• Objectif visé 1: Dans l'article sur Petra Mertens, combien de poètes a-t-elle choisis pour sa thèse ?
• Objectif visé 2: Prolongez l'article sur Petra Mertens et les poètes immigrants, à partir de sa dernière phrase.

• Texte choisi:
Compagnons de la neige
Petra Mertens révèle la contribution des poètes
immigrants à la littérature québécoise
Dans la famille de Petra Mertens, on ne se contente pas de remarquer
au réveil que le soleil brille ou qu'il pleut. Fréquemment,
les parents et les grands-parents de cette finissante au doctorat
en littérature québécoise, sous la direction
de François Dumont, professeur au Département des
littératures, lancent des poèmes à la gloire
du poirier de l'autre côté de la vitre ou soulignent
le lever de lune, strophes à l'appui. "Ils connaissent
des milliers de vers et m'ont vraiment transmis le goût
de la poésie", remarque la jeune femme d'origine
allemande qui vient de soutenir une thèse sur la poésie
québécoise des immigrants entre 1953 et 1970. Tout
naturellement, elle s'est donc tournée il y a quelques
années vers un sujet de recherche lui permettant d'explorer
à la fois sa passion pour ce genre littéraire et
sa condition de néo-Québécoise.
Le choix de la période littéraire étudiée
peut surprendre car généralement les recherches
sur l'apport des immigrants à la culture d'ici portent
sur les années 1980 ou 1990. "Justement, je me suis
aperçue qu'on parlait fréquemment de gens comme
Sergio Kokis ou de Dany Laferrière, mais beaucoup moins
des écrivains arrivés au moment de la Révolution
tranquille, quand la société québécoise
changeait beaucoup", explique-t-elle. Petra Mertens a donc
choisi 22 poètes écrivant en français, en
s'appuyant sur les oeuvres recensées dans le Dictionnaire
des oeuvres littéraires du Québec . La plupart
de ces créateurs provenant de France, de Belgique, d'Haïti,
de Yougoslavie, de Tchécoslovaquie, de Pologne, maniaient
déjà le français en prenant pied en terre
québécoise. Selon la finissante au doctorat, plusieurs
d'entre eux ont adopté la langue de leur nouvelle patrie
pour écrire car leurs propres mots étaient trop
chargés d'émotions et de sens.

• Extrait de données:
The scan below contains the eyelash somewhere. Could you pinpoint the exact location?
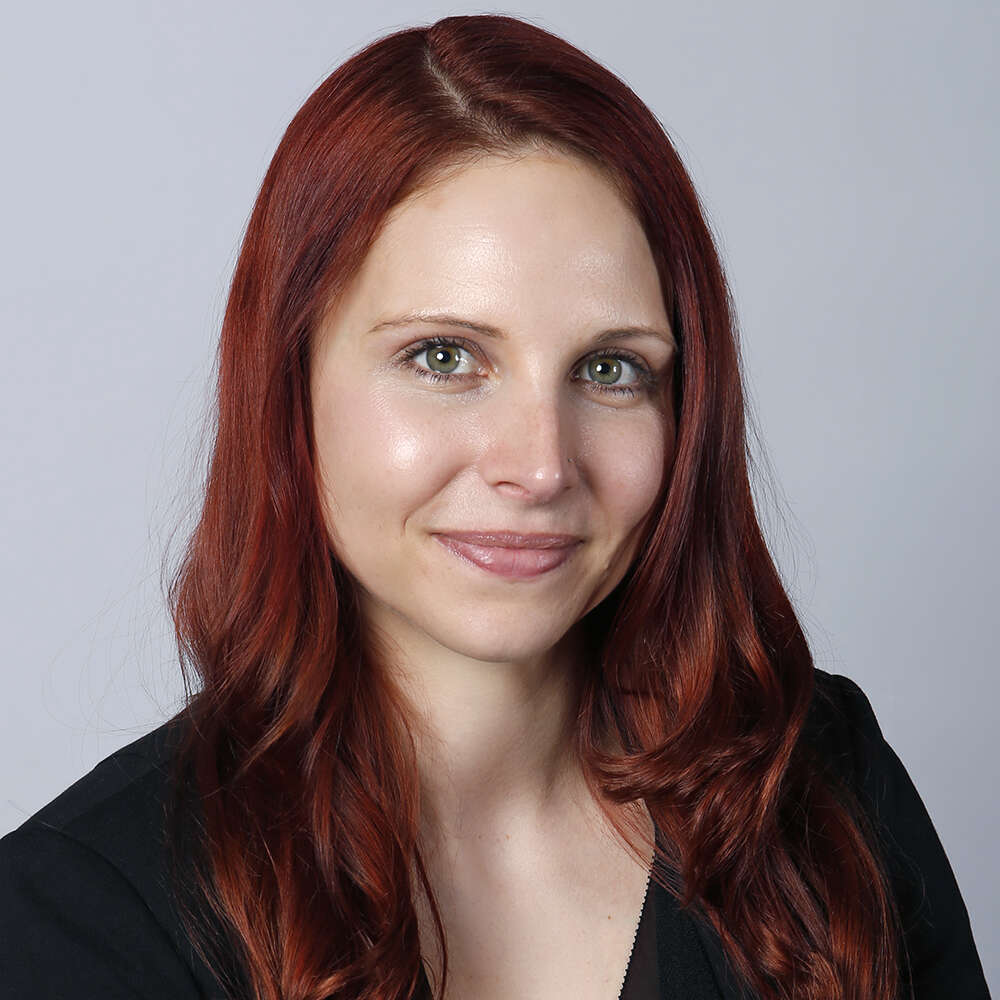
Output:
[400,337,659,399]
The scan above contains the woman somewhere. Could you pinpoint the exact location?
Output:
[0,16,988,1000]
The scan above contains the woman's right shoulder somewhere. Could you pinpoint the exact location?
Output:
[0,716,223,1000]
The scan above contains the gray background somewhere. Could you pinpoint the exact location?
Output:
[0,0,1000,983]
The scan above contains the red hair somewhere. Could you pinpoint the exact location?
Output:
[169,15,901,1000]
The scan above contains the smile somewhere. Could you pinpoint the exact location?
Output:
[434,535,580,579]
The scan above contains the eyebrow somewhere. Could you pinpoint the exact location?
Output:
[368,313,677,347]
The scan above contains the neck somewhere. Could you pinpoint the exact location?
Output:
[382,624,586,843]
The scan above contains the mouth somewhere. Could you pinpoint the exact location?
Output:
[434,532,583,579]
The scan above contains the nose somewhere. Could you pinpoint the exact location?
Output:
[481,389,579,503]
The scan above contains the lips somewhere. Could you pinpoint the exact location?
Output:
[434,532,582,578]
[438,530,583,549]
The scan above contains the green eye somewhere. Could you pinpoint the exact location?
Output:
[400,337,659,399]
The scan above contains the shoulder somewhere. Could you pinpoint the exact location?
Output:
[803,669,989,1000]
[0,717,217,1000]
[803,667,885,792]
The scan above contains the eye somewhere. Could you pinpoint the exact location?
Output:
[400,337,659,399]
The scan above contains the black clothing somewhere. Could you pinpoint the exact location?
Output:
[0,669,990,1000]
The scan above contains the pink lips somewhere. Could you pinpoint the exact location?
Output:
[434,532,581,577]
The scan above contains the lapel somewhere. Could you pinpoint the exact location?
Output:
[650,828,758,1000]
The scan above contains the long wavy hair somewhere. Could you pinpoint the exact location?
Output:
[169,15,901,1000]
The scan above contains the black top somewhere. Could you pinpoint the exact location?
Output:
[0,669,990,1000]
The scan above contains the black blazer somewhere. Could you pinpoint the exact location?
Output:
[0,669,990,1000]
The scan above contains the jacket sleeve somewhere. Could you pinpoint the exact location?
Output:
[832,674,990,1000]
[0,821,200,1000]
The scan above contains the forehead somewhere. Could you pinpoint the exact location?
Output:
[328,152,665,334]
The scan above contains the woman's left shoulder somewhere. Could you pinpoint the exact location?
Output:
[803,668,990,1000]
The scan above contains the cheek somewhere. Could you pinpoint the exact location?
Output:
[587,419,673,531]
[315,387,447,528]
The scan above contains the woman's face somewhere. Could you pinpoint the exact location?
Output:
[311,153,676,662]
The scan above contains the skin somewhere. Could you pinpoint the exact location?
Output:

• Réponse rédigée 1: Elle a choisi 22 poètes qui écrivent en français.

• Réponse rédigée 2:
Des constructions identitaires
Dans sa thèse, Petra Mertens ne se contente pas de
souligner l'apport de ces nouveaux poètes. Elle établit
un parallèle entre le travail de construction identitaire
qu'effectuent les immigrants de façon individuelle et
face à la société d'accueil, et celui des
écrivains natifs du Québec plongés alors
en plein questionnement. La chercheure met ainsi en relation
le poème Cage d'oiseau avec un texte écrit
par le poète yougoslave Alain Horic s'inspirant des vers
d'Hector de Saint Denys Garneau. Les vers de l'un et de l'autre
parlent de solitude, de remise en question, mais un espoir se
dessine dans le poème du néo-Québécois
qui voit son arrivée dans le Nouveau monde comme une seconde
naissance.
Les poètes immigrants ne passent pas leur temps à
s'interroger sur leur sort, ils frayent aussi avec leurs collègues
natifs du Québec et se constituent une nouvelle famille
comme dans le poème Compagnons de la neige, écrit
par Juan Garcia, se rapprochant des écrits de son grand
ami Gaston Miron. Lucides face à la société
qui les accueille, les créateurs n'hésitent pas
à dénoncer l'étouffement dont souffre le
Québec dans les années soixante. Petra Mertens
met ainsi côte à côte les poèmes de
Michel Van Schendel, un poète d'origine française
qui a récemment reçu un Prix du Québec,
et ceux de Jacques Brault, en remarquant que le processus de
changement s'amorce de façon plus douce et moins révolutionnaire
sous la plume de ce dernier.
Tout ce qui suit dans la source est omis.